# THE EXERCISE:
Copy each of the entries below word for word, keeping every line in its original order.

# EXCERPTED RECORDS:

※

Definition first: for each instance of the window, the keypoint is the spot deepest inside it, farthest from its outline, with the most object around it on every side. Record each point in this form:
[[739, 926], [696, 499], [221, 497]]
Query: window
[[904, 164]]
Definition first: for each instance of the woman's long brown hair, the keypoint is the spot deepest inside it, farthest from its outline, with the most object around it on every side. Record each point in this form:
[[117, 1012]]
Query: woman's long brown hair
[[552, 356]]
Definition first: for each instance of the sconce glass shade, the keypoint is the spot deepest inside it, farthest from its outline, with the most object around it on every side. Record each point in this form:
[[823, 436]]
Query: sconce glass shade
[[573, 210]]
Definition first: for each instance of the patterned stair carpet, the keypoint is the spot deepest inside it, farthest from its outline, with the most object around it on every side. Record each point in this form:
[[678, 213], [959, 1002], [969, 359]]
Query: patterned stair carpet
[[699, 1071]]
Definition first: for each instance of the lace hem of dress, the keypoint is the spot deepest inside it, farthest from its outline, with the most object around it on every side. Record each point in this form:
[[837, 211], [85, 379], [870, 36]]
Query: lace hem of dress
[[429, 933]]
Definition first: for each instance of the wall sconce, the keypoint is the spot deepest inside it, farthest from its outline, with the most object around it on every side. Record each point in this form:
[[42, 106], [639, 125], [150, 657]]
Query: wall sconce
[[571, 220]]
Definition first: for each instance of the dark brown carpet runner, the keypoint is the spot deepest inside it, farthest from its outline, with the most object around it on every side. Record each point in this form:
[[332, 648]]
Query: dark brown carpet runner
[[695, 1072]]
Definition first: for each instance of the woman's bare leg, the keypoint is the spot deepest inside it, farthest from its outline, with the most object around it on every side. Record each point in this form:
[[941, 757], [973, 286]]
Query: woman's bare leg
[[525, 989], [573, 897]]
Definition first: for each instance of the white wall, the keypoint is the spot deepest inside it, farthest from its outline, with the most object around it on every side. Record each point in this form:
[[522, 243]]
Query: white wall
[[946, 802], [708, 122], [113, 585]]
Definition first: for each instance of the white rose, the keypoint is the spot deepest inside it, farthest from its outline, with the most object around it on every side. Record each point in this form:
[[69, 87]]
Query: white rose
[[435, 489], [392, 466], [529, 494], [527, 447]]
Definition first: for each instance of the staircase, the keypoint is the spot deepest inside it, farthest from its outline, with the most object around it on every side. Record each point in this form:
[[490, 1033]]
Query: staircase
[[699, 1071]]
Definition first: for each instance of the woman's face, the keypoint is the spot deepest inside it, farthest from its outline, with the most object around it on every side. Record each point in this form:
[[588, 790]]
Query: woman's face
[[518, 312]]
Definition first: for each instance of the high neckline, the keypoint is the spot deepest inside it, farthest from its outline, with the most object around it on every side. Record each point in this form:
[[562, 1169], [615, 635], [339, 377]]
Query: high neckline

※

# THE RESPONSE:
Definition first: for each instance of the window, the keypoint is the spot deepest inside it, farthest from its outline, with the most object around it on every side. Record each point in this form:
[[739, 926], [696, 499], [221, 497]]
Query: window
[[904, 164]]
Definition first: for each instance of the woman's long brown hair, the keypoint is the spot deepest inside it, farthest from its outline, with the most object around it on every side. Record each point in this form:
[[117, 1012]]
Query: woman's long brown hair
[[552, 356]]
Definition first: for each instance of the sconce glass shade, the keypoint is the spot deepest inside it, farthest from its outline, with the most object around it on every side. Record each point in this form:
[[823, 436]]
Query: sconce glass shade
[[573, 210]]
Definition first: for each instance of the patterned stair carpet, the keypoint is the spot deepest inside it, farthest from its outline, with the most object around it on every side. Record each point in this form:
[[678, 213], [959, 1002], [969, 359]]
Query: patterned stair carpet
[[699, 1071]]
Definition first: for each instance of the lace hem of dress, the keypoint is the spot deepest inside it, farthest from its outline, with the most object around it on every side. Record each point in this form:
[[837, 211], [85, 379], [870, 36]]
Query: lace hem of dress
[[429, 933]]
Definition first: for each instance of the wall sconce, the keypoint is the spot deepest inside it, farthest from its outline, with the most object around it on every side. Record each point in this form:
[[42, 106], [639, 125], [150, 657]]
Query: wall sconce
[[571, 220]]
Definition first: for each instance of the dark brown carpet runner, the keypoint is the spot deepest inside it, farthest from its outline, with the most object around it on every side. Record each point in this form:
[[332, 648]]
Query: dark brown carpet runner
[[695, 1072]]
Definition first: for each instance of the woman's bare leg, the keypoint is the spot deepest inside it, farthest from its outline, with the most object around it on every side. Record each point in this form:
[[941, 757], [973, 286]]
Query: woman's bare leg
[[525, 989], [573, 897]]
Definition first: for each instance of the white wall, the keypoint is the spot deepest inside it, farthest from its outline, with the most object around it on every side. Record each point in this form:
[[522, 243]]
Query: white wall
[[946, 802], [708, 122], [113, 585]]
Definition first: for each instance of the white rose, the keypoint is the spot deepest inside it, farthest from its outline, with the most object around it on every side. Record each point in this form:
[[69, 87]]
Query: white rose
[[435, 489], [392, 466], [529, 494], [527, 447]]
Definition first: for each instance of the staircase, the keypoint is the spot deepest inside it, farthest from its outline, with the most object around it on every side. Record each point in this form:
[[490, 1033]]
Query: staircase
[[699, 1071]]
Definition first: for each instance of the woman's face, the keypoint is the spot deepest inside it, farthest from its outline, with the most object around it on every side. Record each point in this form:
[[588, 790]]
Query: woman's face
[[518, 312]]
Definition first: for each instance of the high neckline, the keypoint is the spot deepest inside it, farthest from its outline, with the most object around it on every side. Record each point in this form:
[[562, 1169], [615, 635], [339, 377]]
Query: high neckline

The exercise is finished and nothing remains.